— begin Data rows —

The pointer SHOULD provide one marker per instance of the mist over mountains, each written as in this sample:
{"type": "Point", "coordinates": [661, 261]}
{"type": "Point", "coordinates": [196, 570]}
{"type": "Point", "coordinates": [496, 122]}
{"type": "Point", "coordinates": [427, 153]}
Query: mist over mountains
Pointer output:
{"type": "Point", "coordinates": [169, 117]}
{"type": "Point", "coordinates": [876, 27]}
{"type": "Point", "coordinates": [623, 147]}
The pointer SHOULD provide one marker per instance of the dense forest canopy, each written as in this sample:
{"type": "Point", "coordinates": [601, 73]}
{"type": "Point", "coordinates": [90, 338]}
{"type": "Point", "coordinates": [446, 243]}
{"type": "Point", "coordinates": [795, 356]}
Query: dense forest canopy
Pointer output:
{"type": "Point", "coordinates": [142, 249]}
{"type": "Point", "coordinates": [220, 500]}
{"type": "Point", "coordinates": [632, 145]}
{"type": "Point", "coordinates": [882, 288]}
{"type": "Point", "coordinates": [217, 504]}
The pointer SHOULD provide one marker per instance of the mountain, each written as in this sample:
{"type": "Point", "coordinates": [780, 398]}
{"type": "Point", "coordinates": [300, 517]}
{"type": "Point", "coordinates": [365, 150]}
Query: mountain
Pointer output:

— end Data rows —

### What is required
Copy every entry above without changing a character.

### Answer to the problem
The pointer SHOULD provide one marker per instance of the mist over mountains, each written as in this sample:
{"type": "Point", "coordinates": [661, 261]}
{"type": "Point", "coordinates": [196, 570]}
{"type": "Point", "coordinates": [496, 122]}
{"type": "Point", "coordinates": [427, 153]}
Query: mist over mountains
Pointer output:
{"type": "Point", "coordinates": [169, 117]}
{"type": "Point", "coordinates": [876, 27]}
{"type": "Point", "coordinates": [623, 147]}
The pointer SHOULD provide one marker per instance of the dense forest canopy, each written as in this sample:
{"type": "Point", "coordinates": [601, 73]}
{"type": "Point", "coordinates": [90, 338]}
{"type": "Point", "coordinates": [446, 243]}
{"type": "Point", "coordinates": [795, 356]}
Query: dense forest canopy
Pointer output:
{"type": "Point", "coordinates": [142, 249]}
{"type": "Point", "coordinates": [220, 500]}
{"type": "Point", "coordinates": [632, 145]}
{"type": "Point", "coordinates": [882, 288]}
{"type": "Point", "coordinates": [217, 504]}
The pointer SHOULD provide one marker per instance of the mountain, each written as in this sample:
{"type": "Point", "coordinates": [780, 398]}
{"type": "Point", "coordinates": [300, 517]}
{"type": "Point", "coordinates": [365, 150]}
Query: mountain
Pointer output:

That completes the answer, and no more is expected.